What this exercise asks:
a) Decide whether each statement agrees with the press release on the tiger partnership. Answer yes or no, and quote the words from the press release that settle it.
(i) ACTCM has worked with WWF for 14 years.
(ii) WWF's conservation efforts have been represented by a tiger.
(iii) The collaboration signals that the established Chinese medicine community wants to keep the Tiger Trade Ban in place.
b) Using the press release on the tiger partnership, answer each question briefly.
(i) Which birthday is WWF approaching?
(ii) Besides tigers, which animal does the press release name as a source of ingredients in some ancient Chinese remedies?
(iii) What excuse do some commercial interests and tiger farms give for wanting to reopen the tiger trade?
c) Carry on the press release on the tiger partnership from its final sentence.

Monday, March 21, 2011

Local College of Chinese Medicine Celebrates Partnership to Save Tigers, Other Wildlife

The Bay Area’s American College of Traditional Chinese Medicine (ACTCM), in partnership with the World Wildlife Fund (WWF), is working to save the world’s endangered wild tigers and promote the sustainable use of medicinal species in traditional Chinese medicine.

San Francisco, CA (Vocus/PRWEB) March 21, 2011

For nearly half a century the conservation efforts of the World Wildlife Fund (WWF) have been represented by a panda, also one of the best-known symbols of Chinese culture. As the organization approaches its 50th birthday, a Bay Area institution is also celebrating a partnership with WWF that aims to preserve both endangered species and the traditions of China.

San Francisco's American College of Traditional Chinese Medicine (ACTCM) has worked with WWF for 14 years to protect endagered species in China and other Asia countries. While herbal remedies may be gentler on the human body than Western pharmaceuticals, they can have an environmental impact; some ancient Chinese remedies formerly incorporated ingredients taken from rhinoceroses, tigers, and other animals that are under threat in the fragile ecosystems of today.

While tigers have been officially banned from use in Chinese Medicine since The China Tiger Trade Ban since 1993, some commercial interests and tiger farms seek to re-open tiger trade using the excuse that tiger parts are necessary ingredients for Chinese medicine. ACTCM's collaboration with WWF has sent a strong message to the world that the established Chinese medicine community - in China and abroad - want to uphold the Tiger Trade Ban, and that they do not need this gravely endangered species to save lives.

Extracted records:

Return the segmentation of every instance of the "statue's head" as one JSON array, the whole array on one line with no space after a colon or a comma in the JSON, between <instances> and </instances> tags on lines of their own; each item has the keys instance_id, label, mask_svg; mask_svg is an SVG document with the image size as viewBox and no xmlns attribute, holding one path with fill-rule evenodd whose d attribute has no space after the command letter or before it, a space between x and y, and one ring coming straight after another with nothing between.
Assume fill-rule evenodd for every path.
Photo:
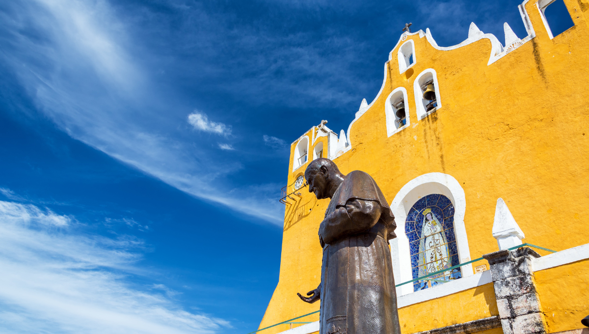
<instances>
[{"instance_id":1,"label":"statue's head","mask_svg":"<svg viewBox=\"0 0 589 334\"><path fill-rule=\"evenodd\" d=\"M315 193L319 200L329 197L329 190L338 176L341 178L343 176L337 166L326 158L313 160L305 171L309 192Z\"/></svg>"}]
</instances>

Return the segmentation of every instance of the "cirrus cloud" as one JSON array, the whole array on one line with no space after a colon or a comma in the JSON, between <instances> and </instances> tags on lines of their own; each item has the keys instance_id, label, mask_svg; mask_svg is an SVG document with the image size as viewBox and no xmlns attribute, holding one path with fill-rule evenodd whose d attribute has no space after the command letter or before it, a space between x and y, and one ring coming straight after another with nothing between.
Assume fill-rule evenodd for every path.
<instances>
[{"instance_id":1,"label":"cirrus cloud","mask_svg":"<svg viewBox=\"0 0 589 334\"><path fill-rule=\"evenodd\" d=\"M226 137L231 134L230 126L209 121L206 114L202 113L195 111L188 115L188 123L198 130L216 133Z\"/></svg>"}]
</instances>

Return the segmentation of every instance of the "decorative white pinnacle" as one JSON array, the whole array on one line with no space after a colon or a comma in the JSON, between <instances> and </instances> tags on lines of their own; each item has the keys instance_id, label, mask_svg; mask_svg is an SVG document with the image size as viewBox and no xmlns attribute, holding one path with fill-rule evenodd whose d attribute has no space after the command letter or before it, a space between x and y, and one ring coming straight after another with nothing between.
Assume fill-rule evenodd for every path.
<instances>
[{"instance_id":1,"label":"decorative white pinnacle","mask_svg":"<svg viewBox=\"0 0 589 334\"><path fill-rule=\"evenodd\" d=\"M495 209L493 237L497 239L500 250L521 244L521 239L525 237L519 226L514 219L507 204L501 198L497 199L497 206Z\"/></svg>"},{"instance_id":2,"label":"decorative white pinnacle","mask_svg":"<svg viewBox=\"0 0 589 334\"><path fill-rule=\"evenodd\" d=\"M345 148L348 146L348 138L346 138L346 133L343 130L339 131L339 138L337 138L337 150Z\"/></svg>"},{"instance_id":3,"label":"decorative white pinnacle","mask_svg":"<svg viewBox=\"0 0 589 334\"><path fill-rule=\"evenodd\" d=\"M511 29L511 27L507 24L507 22L503 24L503 30L505 32L505 47L521 40L518 38L515 33Z\"/></svg>"},{"instance_id":4,"label":"decorative white pinnacle","mask_svg":"<svg viewBox=\"0 0 589 334\"><path fill-rule=\"evenodd\" d=\"M366 99L363 98L362 102L360 104L360 108L358 108L358 111L356 112L356 118L358 118L362 115L366 110L368 110L368 102L366 102Z\"/></svg>"},{"instance_id":5,"label":"decorative white pinnacle","mask_svg":"<svg viewBox=\"0 0 589 334\"><path fill-rule=\"evenodd\" d=\"M484 35L482 31L477 27L475 22L471 22L471 27L468 28L468 39L477 38L479 36Z\"/></svg>"}]
</instances>

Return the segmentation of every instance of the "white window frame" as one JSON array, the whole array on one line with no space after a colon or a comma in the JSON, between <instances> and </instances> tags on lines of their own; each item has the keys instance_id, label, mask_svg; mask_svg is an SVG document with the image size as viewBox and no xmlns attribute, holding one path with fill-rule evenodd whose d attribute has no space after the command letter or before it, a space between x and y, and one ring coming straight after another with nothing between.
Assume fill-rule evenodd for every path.
<instances>
[{"instance_id":1,"label":"white window frame","mask_svg":"<svg viewBox=\"0 0 589 334\"><path fill-rule=\"evenodd\" d=\"M423 76L428 74L431 74L434 80L434 89L436 92L436 102L438 103L438 106L429 112L426 112L425 106L423 105L423 101L425 100L423 99L423 91L421 90L421 85L425 82L422 82L421 81L422 81L422 78ZM438 84L438 75L436 74L435 70L433 68L424 70L415 78L415 81L413 85L413 91L415 97L415 111L417 113L418 121L423 120L428 115L435 113L440 108L442 108L442 99L440 98L439 85Z\"/></svg>"},{"instance_id":2,"label":"white window frame","mask_svg":"<svg viewBox=\"0 0 589 334\"><path fill-rule=\"evenodd\" d=\"M391 210L395 215L395 221L397 224L395 230L397 237L391 240L391 255L392 257L393 273L396 284L411 280L413 278L411 272L411 253L409 239L405 234L405 220L407 219L407 214L419 199L431 194L441 194L452 201L454 206L454 233L456 235L459 262L464 263L471 260L468 238L464 224L464 214L466 207L464 190L452 176L442 173L424 174L403 186L391 203ZM460 268L463 278L473 275L472 264L466 264ZM428 290L431 289L423 291ZM412 293L413 285L407 283L402 285L396 288L396 291L398 296Z\"/></svg>"},{"instance_id":3,"label":"white window frame","mask_svg":"<svg viewBox=\"0 0 589 334\"><path fill-rule=\"evenodd\" d=\"M302 144L302 141L305 140L307 140L307 147L306 147L307 160L305 161L300 162L299 158L300 158L302 156L301 154L302 151L300 146L301 144ZM294 151L293 153L293 171L294 171L295 170L300 168L302 166L304 165L305 163L309 161L309 147L310 144L310 141L309 140L308 135L303 136L303 137L301 138L298 142L297 142L296 145L294 147Z\"/></svg>"},{"instance_id":4,"label":"white window frame","mask_svg":"<svg viewBox=\"0 0 589 334\"><path fill-rule=\"evenodd\" d=\"M546 11L546 8L551 5L554 1L556 1L556 0L538 0L538 2L536 2L536 6L540 12L540 18L542 18L542 23L544 24L544 27L546 28L546 32L548 33L548 37L550 37L551 39L554 38L554 35L552 35L552 29L550 29L548 21L546 19L546 15L544 14L544 11ZM566 3L564 4L564 6L567 7ZM567 7L567 11L568 11L568 7ZM570 16L571 14L568 13L568 15ZM571 16L571 19L573 19L573 16ZM574 26L574 21L573 21L573 24Z\"/></svg>"},{"instance_id":5,"label":"white window frame","mask_svg":"<svg viewBox=\"0 0 589 334\"><path fill-rule=\"evenodd\" d=\"M405 119L406 122L405 125L397 127L396 124L398 124L397 121L399 120L399 118L395 114L395 107L392 105L392 101L391 99L395 95L398 95L399 94L403 94L403 102L405 104ZM396 100L397 97L395 97ZM407 90L405 89L403 87L399 87L395 88L393 91L391 92L389 96L386 97L386 100L385 102L385 118L386 121L386 134L388 137L391 137L393 134L397 133L398 132L402 130L403 129L406 128L411 124L411 118L409 117L409 102L408 98L407 97Z\"/></svg>"},{"instance_id":6,"label":"white window frame","mask_svg":"<svg viewBox=\"0 0 589 334\"><path fill-rule=\"evenodd\" d=\"M319 151L317 151L317 149L319 148L320 148L321 149L319 150ZM323 157L325 157L325 151L324 150L324 148L325 148L325 147L323 145L323 141L320 141L320 142L317 143L315 145L315 146L313 148L313 160L315 160L315 159L316 159L316 158L317 158L319 157L317 156L317 154L320 151L323 151Z\"/></svg>"},{"instance_id":7,"label":"white window frame","mask_svg":"<svg viewBox=\"0 0 589 334\"><path fill-rule=\"evenodd\" d=\"M408 49L411 48L409 50ZM409 56L406 55L408 51L411 51ZM408 65L411 55L413 55L413 64ZM397 61L399 62L399 73L402 74L405 71L411 68L417 62L417 58L415 57L415 44L413 39L409 39L403 43L397 51Z\"/></svg>"}]
</instances>

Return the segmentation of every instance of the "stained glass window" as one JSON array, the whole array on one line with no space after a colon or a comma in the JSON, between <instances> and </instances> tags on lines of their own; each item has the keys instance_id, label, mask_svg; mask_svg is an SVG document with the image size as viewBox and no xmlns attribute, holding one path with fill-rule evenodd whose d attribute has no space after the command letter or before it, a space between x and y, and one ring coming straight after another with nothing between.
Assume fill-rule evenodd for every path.
<instances>
[{"instance_id":1,"label":"stained glass window","mask_svg":"<svg viewBox=\"0 0 589 334\"><path fill-rule=\"evenodd\" d=\"M454 206L439 194L422 197L405 221L413 279L459 264L454 234ZM441 272L413 283L413 291L462 277L459 268Z\"/></svg>"}]
</instances>

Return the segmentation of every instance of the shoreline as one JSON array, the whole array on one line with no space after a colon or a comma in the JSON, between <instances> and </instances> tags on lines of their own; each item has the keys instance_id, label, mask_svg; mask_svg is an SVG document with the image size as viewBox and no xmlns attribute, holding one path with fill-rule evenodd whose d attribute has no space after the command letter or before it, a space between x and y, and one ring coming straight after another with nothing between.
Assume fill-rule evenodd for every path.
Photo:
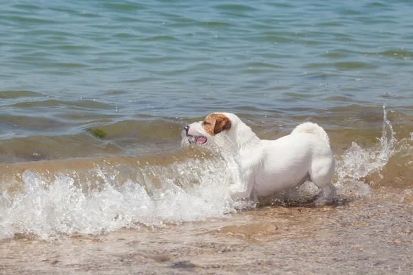
<instances>
[{"instance_id":1,"label":"shoreline","mask_svg":"<svg viewBox=\"0 0 413 275\"><path fill-rule=\"evenodd\" d=\"M410 274L413 206L264 206L203 222L2 240L0 274Z\"/></svg>"}]
</instances>

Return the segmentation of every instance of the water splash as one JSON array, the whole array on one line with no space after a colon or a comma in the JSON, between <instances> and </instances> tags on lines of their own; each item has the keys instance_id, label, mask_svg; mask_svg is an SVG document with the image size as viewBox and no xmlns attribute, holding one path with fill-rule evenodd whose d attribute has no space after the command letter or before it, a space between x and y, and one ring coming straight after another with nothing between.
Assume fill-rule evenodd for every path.
<instances>
[{"instance_id":1,"label":"water splash","mask_svg":"<svg viewBox=\"0 0 413 275\"><path fill-rule=\"evenodd\" d=\"M362 179L380 171L394 154L396 140L395 132L387 118L385 105L383 106L383 129L379 143L373 148L363 148L355 142L341 156L336 156L336 186L341 193L352 192L356 197L370 197L371 190Z\"/></svg>"},{"instance_id":2,"label":"water splash","mask_svg":"<svg viewBox=\"0 0 413 275\"><path fill-rule=\"evenodd\" d=\"M188 160L145 167L136 172L136 179L118 184L96 167L94 173L104 184L86 192L71 177L59 177L47 184L26 170L25 192L13 199L7 194L0 197L0 239L21 233L50 239L62 234L99 234L224 217L248 206L231 199L228 168L218 157ZM160 179L160 186L156 182Z\"/></svg>"}]
</instances>

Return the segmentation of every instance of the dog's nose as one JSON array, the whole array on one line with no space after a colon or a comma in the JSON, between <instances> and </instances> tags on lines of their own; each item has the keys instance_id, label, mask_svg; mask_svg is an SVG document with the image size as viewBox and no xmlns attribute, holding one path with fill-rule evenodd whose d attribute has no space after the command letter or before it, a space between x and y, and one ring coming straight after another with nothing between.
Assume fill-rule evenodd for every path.
<instances>
[{"instance_id":1,"label":"dog's nose","mask_svg":"<svg viewBox=\"0 0 413 275\"><path fill-rule=\"evenodd\" d=\"M185 129L185 132L187 133L187 135L188 135L188 131L189 131L189 125L185 125L185 126L184 127L184 129Z\"/></svg>"}]
</instances>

Responses per task:
a)
(i) Yes: "has worked with WWF for 14 years"
(ii) No: "have been represented by a panda"
(iii) Yes: "want to uphold the Tiger Trade Ban"

b)
(i) Its 50th birthday
(ii) Rhinoceroses
(iii) That tiger parts are necessary ingredients for Chinese medicine

c)
ACTCM's partnership with WWF has developed a public outreach initiative on endangered species used in traditional Chinese medicine, and represents an important conservation milestone. No other college of Chinese medicine has worked so diligently on both the national and international levels to facilitate dialog and collaboration between the conservation and Chinese medical communities.

The partnership began in 1998, when the college first collaborated with WWF to foster communication between the conservation community and traditional Chinese medicine practitioners. ACTCM’s efforts have also involved the U.S. Fish and Wildlife Fund, the World Bank, and the Council of Colleges of Acupuncture and Oriental Medicine (CCAOM). Just last year ACTCM played a key role in CCAOM’s passage of a resolution calling for the end of the use of tiger parts in any remedies, as well as a commitment to finding ways to insure greater sustainability of Chinese herbal medicine.

Even more impressive, though, has been ACTCM's efforts to promote the cause of saving tigers in China itself. In 2009 the institution organized an international gathering in Beijing to draw attention to the threat to endangered species. Then in January of this year, ACTCM hosted a delegation from China that is developing a conservation curriculum that will eventually be implemented in eight universities in Southern China. The delegation consisted of representatives from WWF China, the State Forestry Administration of China and Chengdu University of Traditional Chinese Medicine, who have been working collaboratively on the project.

In 2010, the Year of the Tiger, ACTCM joined major international conservation efforts to protect wild tigers. In conjunction with the World Bank, international organizations such as WWF and the U.S. Fish and Wildlife Service’s Save the Tiger Fund are mobilizing scientists, government officials and policymakers in tiger range countries to take action to protect wild tigers. ACTCM has been the lead representative from traditional Chinese medicine collaborating with these groups, making strides in the environmental responsibility of Chinese medicine.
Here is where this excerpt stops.